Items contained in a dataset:
*-*-*

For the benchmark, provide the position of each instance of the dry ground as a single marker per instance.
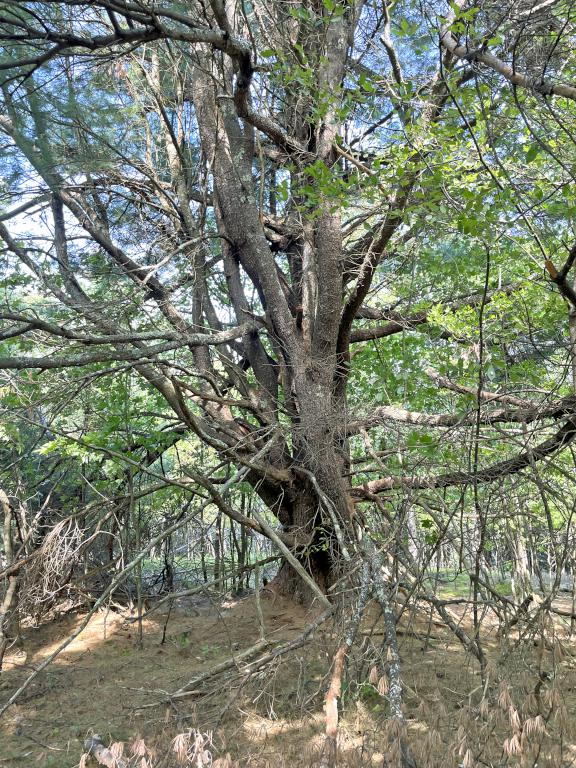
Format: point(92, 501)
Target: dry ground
point(275, 717)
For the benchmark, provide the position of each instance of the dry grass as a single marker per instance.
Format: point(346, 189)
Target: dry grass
point(525, 714)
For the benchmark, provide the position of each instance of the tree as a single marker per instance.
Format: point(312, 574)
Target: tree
point(281, 216)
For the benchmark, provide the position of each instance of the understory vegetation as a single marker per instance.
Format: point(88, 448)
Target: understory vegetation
point(288, 383)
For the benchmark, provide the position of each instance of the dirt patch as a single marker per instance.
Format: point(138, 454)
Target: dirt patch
point(274, 718)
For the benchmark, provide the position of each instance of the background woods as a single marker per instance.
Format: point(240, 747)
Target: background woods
point(288, 299)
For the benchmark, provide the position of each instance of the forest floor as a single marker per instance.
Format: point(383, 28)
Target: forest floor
point(275, 717)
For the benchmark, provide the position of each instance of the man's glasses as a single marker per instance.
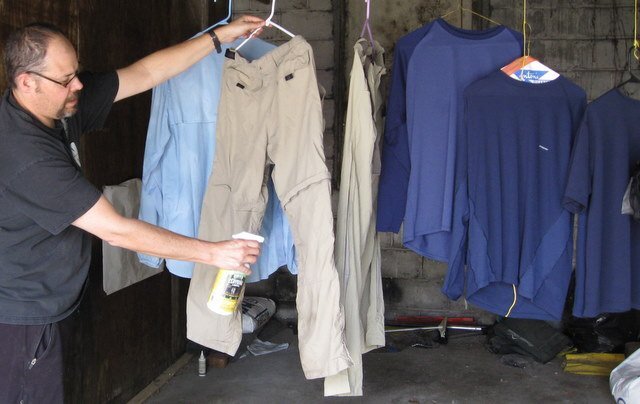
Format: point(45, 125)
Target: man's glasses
point(64, 84)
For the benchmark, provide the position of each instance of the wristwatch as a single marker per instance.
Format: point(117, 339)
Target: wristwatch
point(216, 41)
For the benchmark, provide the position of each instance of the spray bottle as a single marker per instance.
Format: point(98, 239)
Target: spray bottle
point(228, 285)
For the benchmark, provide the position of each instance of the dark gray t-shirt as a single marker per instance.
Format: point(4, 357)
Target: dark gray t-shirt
point(44, 260)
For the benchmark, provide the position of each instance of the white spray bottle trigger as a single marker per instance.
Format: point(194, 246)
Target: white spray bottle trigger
point(248, 236)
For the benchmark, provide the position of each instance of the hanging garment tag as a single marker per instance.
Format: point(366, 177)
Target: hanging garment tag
point(531, 72)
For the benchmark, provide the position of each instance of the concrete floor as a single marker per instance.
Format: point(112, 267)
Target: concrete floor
point(462, 371)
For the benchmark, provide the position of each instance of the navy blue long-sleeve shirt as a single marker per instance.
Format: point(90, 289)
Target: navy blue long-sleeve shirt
point(510, 226)
point(419, 151)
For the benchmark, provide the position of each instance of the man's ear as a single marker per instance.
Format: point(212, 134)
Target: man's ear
point(26, 83)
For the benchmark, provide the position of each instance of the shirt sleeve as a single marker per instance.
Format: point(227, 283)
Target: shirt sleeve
point(98, 94)
point(396, 166)
point(52, 192)
point(158, 135)
point(578, 189)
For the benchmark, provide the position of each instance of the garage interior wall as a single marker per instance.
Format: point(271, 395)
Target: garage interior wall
point(117, 344)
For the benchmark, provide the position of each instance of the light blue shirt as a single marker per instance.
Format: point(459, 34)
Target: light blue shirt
point(178, 159)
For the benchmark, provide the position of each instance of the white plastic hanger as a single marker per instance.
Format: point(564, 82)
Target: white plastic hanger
point(268, 22)
point(526, 68)
point(223, 21)
point(448, 13)
point(366, 27)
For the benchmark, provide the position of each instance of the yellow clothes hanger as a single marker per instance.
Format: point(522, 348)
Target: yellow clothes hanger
point(448, 13)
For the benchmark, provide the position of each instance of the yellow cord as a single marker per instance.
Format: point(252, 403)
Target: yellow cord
point(636, 44)
point(515, 299)
point(526, 44)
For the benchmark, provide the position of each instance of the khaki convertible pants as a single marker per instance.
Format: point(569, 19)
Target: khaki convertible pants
point(270, 123)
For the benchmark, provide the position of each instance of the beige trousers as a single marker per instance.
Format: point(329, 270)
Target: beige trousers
point(357, 248)
point(270, 123)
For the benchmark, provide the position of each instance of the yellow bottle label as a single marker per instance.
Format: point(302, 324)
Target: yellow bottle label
point(225, 292)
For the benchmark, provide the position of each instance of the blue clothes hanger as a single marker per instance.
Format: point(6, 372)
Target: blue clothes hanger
point(223, 21)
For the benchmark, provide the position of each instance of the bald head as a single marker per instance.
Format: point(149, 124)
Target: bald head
point(26, 49)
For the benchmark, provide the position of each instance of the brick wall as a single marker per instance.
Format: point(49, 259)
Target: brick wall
point(584, 40)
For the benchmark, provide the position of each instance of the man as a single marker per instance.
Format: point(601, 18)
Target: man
point(47, 208)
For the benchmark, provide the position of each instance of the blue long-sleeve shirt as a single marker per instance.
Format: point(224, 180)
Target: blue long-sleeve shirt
point(510, 226)
point(394, 176)
point(436, 63)
point(179, 153)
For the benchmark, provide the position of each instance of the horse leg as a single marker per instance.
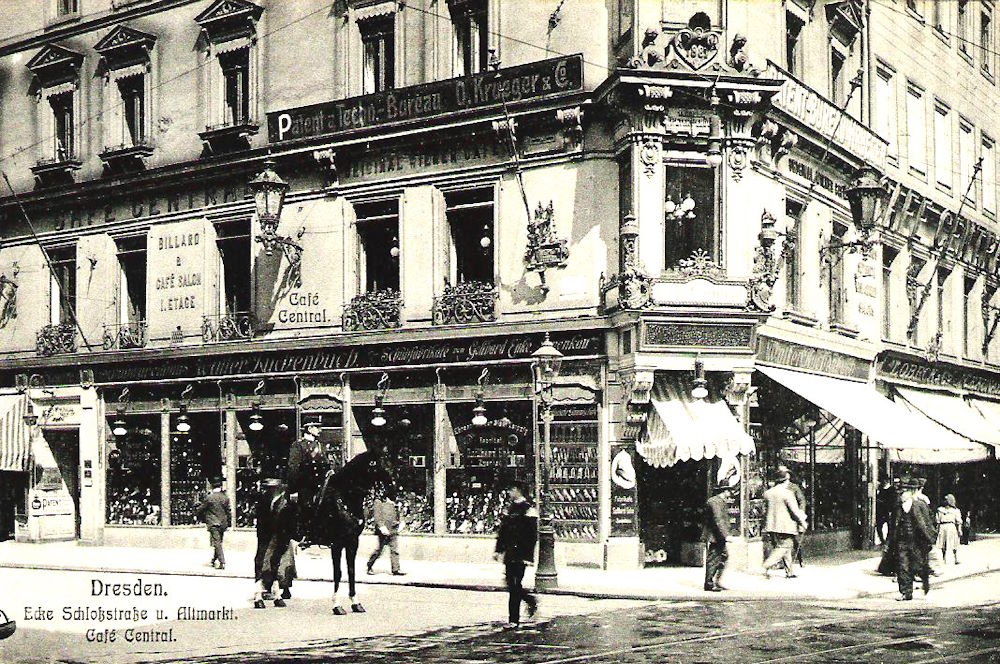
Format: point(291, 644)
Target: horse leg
point(352, 554)
point(335, 556)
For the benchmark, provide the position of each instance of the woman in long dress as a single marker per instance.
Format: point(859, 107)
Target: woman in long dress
point(949, 520)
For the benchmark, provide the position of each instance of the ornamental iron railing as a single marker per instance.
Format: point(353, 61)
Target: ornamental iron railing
point(466, 302)
point(56, 339)
point(235, 326)
point(376, 310)
point(129, 335)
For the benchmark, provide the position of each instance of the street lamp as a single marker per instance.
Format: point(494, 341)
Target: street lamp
point(548, 360)
point(479, 412)
point(378, 412)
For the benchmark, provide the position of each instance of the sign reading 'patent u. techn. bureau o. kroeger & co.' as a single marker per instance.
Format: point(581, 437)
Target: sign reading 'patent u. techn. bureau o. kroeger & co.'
point(536, 80)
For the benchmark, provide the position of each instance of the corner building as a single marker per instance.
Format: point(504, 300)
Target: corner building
point(643, 182)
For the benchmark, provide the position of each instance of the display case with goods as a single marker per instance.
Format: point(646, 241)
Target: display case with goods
point(133, 471)
point(485, 459)
point(573, 481)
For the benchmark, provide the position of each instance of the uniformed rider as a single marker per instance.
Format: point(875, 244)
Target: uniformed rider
point(304, 456)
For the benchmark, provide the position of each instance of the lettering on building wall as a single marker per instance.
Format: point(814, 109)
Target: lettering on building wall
point(813, 110)
point(176, 290)
point(304, 307)
point(530, 81)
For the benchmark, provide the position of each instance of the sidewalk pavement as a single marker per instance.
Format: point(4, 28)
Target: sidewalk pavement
point(847, 575)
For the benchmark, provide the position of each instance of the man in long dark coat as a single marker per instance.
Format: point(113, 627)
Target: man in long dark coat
point(915, 536)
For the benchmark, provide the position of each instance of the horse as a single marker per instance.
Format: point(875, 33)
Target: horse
point(337, 522)
point(341, 517)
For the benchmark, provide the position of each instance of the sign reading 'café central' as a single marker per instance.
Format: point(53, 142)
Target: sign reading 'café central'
point(536, 80)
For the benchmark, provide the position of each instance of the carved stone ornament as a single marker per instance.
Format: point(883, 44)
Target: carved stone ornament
point(699, 264)
point(696, 45)
point(545, 249)
point(649, 156)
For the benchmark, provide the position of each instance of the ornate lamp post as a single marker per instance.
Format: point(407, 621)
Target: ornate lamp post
point(548, 360)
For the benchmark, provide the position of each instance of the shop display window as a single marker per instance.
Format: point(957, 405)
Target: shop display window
point(195, 457)
point(133, 472)
point(407, 441)
point(573, 483)
point(259, 453)
point(483, 461)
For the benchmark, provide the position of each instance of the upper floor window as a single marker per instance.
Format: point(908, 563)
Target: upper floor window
point(963, 26)
point(986, 37)
point(230, 73)
point(470, 218)
point(126, 58)
point(691, 230)
point(988, 176)
point(916, 142)
point(67, 7)
point(793, 44)
point(966, 158)
point(378, 48)
point(63, 126)
point(235, 67)
point(793, 256)
point(837, 86)
point(885, 107)
point(942, 146)
point(378, 233)
point(63, 285)
point(472, 37)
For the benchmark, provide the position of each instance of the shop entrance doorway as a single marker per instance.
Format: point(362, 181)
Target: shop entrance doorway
point(12, 487)
point(671, 501)
point(65, 446)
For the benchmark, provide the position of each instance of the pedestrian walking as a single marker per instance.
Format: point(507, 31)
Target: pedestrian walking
point(949, 522)
point(800, 500)
point(214, 512)
point(516, 545)
point(781, 524)
point(304, 455)
point(386, 519)
point(716, 532)
point(887, 564)
point(915, 537)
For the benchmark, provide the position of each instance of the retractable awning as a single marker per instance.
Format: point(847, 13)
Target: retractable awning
point(951, 411)
point(14, 439)
point(889, 424)
point(682, 428)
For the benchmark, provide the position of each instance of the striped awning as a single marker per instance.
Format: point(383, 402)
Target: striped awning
point(14, 439)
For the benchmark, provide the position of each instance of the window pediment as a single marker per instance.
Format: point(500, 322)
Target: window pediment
point(55, 64)
point(227, 19)
point(125, 46)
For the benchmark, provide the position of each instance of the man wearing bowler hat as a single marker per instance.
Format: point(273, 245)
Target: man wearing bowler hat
point(716, 530)
point(304, 456)
point(915, 536)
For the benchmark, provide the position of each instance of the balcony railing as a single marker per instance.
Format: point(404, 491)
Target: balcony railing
point(467, 302)
point(236, 326)
point(377, 310)
point(122, 337)
point(56, 339)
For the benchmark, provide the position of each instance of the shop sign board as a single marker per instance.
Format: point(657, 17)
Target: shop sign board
point(468, 349)
point(918, 372)
point(816, 360)
point(813, 110)
point(133, 204)
point(532, 81)
point(623, 492)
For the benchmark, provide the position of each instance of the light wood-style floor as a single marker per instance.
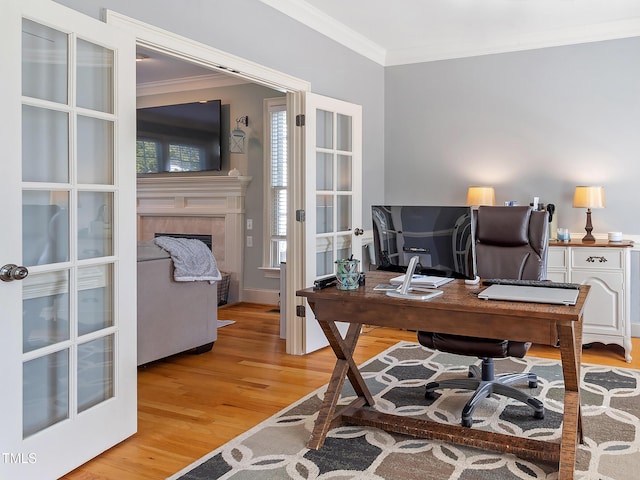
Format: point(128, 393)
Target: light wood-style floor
point(189, 404)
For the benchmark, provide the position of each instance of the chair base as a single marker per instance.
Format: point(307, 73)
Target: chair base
point(484, 383)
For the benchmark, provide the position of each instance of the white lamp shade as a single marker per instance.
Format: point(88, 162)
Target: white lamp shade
point(589, 197)
point(481, 196)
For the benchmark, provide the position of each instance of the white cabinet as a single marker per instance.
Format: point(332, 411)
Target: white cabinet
point(606, 267)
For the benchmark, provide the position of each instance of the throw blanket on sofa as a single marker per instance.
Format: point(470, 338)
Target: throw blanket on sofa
point(192, 259)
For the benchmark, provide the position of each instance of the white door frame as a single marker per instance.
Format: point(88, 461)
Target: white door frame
point(183, 48)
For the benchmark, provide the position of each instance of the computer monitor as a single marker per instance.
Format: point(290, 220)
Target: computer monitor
point(441, 236)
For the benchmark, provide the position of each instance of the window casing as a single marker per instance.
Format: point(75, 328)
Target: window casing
point(276, 182)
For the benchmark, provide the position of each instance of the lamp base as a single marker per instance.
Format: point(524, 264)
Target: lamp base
point(588, 238)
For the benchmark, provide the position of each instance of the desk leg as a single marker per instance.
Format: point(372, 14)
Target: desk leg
point(571, 352)
point(345, 366)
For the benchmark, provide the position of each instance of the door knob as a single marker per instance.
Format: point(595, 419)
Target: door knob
point(11, 272)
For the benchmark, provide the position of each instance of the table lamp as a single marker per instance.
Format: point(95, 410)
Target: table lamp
point(588, 197)
point(477, 196)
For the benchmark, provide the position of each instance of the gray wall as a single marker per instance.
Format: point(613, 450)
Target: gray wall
point(256, 32)
point(533, 123)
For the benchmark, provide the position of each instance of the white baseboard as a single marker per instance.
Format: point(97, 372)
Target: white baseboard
point(268, 297)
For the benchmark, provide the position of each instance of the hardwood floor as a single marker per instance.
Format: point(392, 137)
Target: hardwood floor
point(190, 404)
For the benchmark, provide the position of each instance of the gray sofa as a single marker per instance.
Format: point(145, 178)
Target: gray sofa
point(173, 317)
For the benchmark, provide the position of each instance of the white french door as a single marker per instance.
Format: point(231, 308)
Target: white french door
point(333, 198)
point(68, 347)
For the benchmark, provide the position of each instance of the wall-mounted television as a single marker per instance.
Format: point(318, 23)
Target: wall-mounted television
point(441, 236)
point(179, 138)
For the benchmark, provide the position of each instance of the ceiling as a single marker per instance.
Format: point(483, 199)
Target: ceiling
point(410, 31)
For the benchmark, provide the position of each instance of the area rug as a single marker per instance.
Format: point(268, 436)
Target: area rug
point(276, 448)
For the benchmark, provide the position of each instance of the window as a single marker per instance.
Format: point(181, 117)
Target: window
point(276, 182)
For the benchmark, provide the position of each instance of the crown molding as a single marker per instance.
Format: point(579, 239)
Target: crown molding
point(198, 82)
point(341, 33)
point(551, 38)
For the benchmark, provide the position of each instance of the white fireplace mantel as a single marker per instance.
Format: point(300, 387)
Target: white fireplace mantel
point(215, 197)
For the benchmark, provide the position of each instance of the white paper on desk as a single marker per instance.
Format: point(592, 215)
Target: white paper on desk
point(423, 280)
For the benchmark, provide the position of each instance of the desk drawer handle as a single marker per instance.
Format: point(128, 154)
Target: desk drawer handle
point(599, 259)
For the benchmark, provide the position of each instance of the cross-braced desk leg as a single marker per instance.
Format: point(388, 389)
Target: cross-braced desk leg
point(329, 415)
point(571, 353)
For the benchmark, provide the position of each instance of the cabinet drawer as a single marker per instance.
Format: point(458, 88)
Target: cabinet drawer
point(557, 258)
point(597, 258)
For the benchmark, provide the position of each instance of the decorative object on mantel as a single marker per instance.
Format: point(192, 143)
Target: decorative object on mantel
point(588, 197)
point(477, 196)
point(238, 137)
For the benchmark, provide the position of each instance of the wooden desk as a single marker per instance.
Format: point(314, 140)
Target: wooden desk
point(457, 311)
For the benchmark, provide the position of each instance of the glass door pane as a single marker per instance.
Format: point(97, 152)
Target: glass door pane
point(45, 54)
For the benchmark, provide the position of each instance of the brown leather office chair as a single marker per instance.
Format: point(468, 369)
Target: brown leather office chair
point(511, 242)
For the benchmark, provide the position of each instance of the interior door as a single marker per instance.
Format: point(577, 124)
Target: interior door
point(68, 347)
point(333, 198)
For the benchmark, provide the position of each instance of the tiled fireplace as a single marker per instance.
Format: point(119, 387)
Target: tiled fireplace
point(208, 205)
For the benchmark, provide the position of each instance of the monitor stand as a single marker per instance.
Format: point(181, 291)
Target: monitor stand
point(405, 290)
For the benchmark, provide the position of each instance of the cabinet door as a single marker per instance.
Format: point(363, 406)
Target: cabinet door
point(603, 309)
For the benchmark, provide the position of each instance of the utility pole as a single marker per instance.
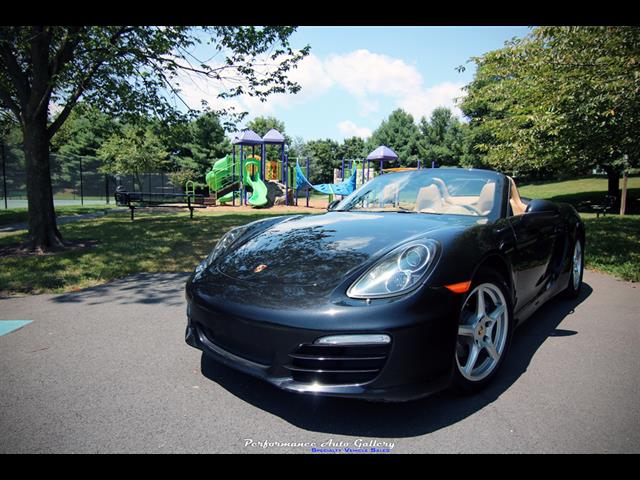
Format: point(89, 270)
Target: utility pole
point(4, 176)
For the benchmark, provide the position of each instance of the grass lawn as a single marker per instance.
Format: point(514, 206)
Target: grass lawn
point(19, 215)
point(613, 245)
point(172, 243)
point(152, 243)
point(580, 191)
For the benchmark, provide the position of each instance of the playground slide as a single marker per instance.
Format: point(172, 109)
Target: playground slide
point(343, 188)
point(252, 180)
point(221, 172)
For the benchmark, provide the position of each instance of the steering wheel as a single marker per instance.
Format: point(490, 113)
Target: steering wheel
point(471, 209)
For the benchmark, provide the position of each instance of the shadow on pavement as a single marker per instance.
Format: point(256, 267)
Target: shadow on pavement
point(144, 288)
point(396, 420)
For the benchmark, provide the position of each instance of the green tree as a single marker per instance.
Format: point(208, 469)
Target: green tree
point(194, 147)
point(400, 133)
point(122, 70)
point(561, 99)
point(137, 149)
point(323, 158)
point(353, 148)
point(261, 125)
point(443, 139)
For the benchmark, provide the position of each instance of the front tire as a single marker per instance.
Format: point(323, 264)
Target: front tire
point(485, 328)
point(577, 270)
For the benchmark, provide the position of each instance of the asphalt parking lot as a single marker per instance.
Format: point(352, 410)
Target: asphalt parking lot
point(107, 370)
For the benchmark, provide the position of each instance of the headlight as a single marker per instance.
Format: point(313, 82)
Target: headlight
point(398, 272)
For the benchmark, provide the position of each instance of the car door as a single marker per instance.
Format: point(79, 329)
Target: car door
point(535, 238)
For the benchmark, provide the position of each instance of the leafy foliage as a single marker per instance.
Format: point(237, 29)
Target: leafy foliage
point(136, 150)
point(400, 133)
point(560, 99)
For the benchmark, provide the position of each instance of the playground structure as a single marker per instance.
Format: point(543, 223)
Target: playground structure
point(247, 169)
point(249, 177)
point(244, 170)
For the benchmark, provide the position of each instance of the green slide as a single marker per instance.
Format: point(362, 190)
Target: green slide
point(220, 175)
point(258, 197)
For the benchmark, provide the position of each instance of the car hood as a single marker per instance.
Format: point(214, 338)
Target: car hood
point(316, 250)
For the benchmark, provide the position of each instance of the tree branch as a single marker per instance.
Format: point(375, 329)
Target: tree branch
point(16, 75)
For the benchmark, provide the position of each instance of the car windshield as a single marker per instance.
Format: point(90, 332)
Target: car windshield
point(435, 191)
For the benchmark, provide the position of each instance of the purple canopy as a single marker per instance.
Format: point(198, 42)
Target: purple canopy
point(273, 136)
point(382, 153)
point(248, 137)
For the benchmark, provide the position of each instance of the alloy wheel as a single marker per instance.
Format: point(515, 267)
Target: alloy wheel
point(577, 265)
point(482, 332)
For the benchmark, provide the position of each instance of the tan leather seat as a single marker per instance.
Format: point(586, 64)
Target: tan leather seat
point(517, 206)
point(485, 199)
point(429, 199)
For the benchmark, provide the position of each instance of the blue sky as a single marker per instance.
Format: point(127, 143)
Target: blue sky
point(356, 76)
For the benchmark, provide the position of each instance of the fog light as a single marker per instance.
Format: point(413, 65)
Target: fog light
point(353, 339)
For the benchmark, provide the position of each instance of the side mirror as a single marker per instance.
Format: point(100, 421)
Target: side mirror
point(538, 206)
point(332, 205)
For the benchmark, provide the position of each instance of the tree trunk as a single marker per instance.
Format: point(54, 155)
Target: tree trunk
point(623, 199)
point(613, 178)
point(43, 230)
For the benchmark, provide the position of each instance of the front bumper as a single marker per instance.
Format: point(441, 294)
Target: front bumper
point(277, 345)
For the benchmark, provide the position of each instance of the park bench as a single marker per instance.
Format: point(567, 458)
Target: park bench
point(134, 200)
point(605, 206)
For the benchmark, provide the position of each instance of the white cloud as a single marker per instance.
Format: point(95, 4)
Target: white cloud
point(362, 72)
point(350, 129)
point(424, 101)
point(367, 76)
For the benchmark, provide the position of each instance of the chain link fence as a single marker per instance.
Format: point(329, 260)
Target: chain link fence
point(76, 180)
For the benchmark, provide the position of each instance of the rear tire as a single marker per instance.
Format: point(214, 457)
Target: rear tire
point(485, 328)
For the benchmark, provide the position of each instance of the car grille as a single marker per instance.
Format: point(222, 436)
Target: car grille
point(337, 364)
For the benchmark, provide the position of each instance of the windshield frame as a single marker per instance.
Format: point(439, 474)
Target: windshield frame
point(498, 210)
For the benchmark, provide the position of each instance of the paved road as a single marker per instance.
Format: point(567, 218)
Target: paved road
point(107, 370)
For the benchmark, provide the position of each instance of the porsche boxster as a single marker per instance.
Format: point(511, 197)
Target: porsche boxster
point(412, 284)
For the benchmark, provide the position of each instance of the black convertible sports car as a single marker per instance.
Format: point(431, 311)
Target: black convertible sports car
point(413, 283)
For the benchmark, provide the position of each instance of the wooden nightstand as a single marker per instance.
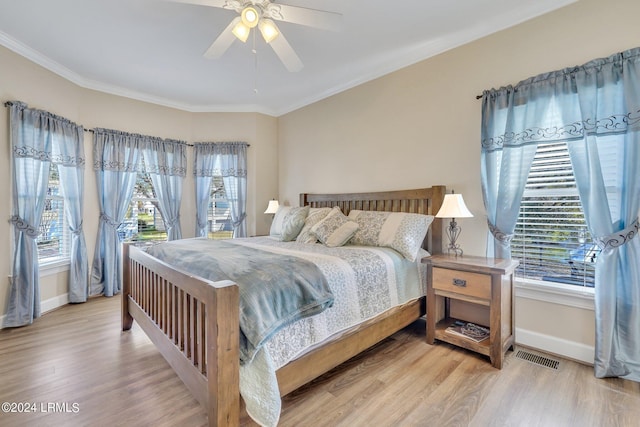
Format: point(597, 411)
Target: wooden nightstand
point(482, 289)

*-*-*

## Objective
Render the lines between the one holding "trigger as a single marker per instance." and the one holding "point(462, 371)", inclusive, as a Markdown table with columns Row and Line, numbering each line and leaving out blank lines.

## Solution to this task
| Row | Line |
|---|---|
| 1 | For the benchmark, provide the position of each instance of the white spray bottle trigger as a single marker per instance. |
| 2 | Format: point(194, 246) |
| 3 | Target: white spray bottle trigger |
| 4 | point(248, 236) |
| 5 | For the benchmark, provide the position of each instance of the hanging garment tag as a single marker per instance. |
| 6 | Format: point(366, 177) |
| 7 | Target: hanging garment tag |
| 8 | point(531, 72) |
| 9 | For the benchmark, provide the position of each instance of the concrete floor as a single marker per instance. |
| 10 | Format: point(112, 267) |
| 11 | Target: concrete floor |
| 12 | point(462, 371) |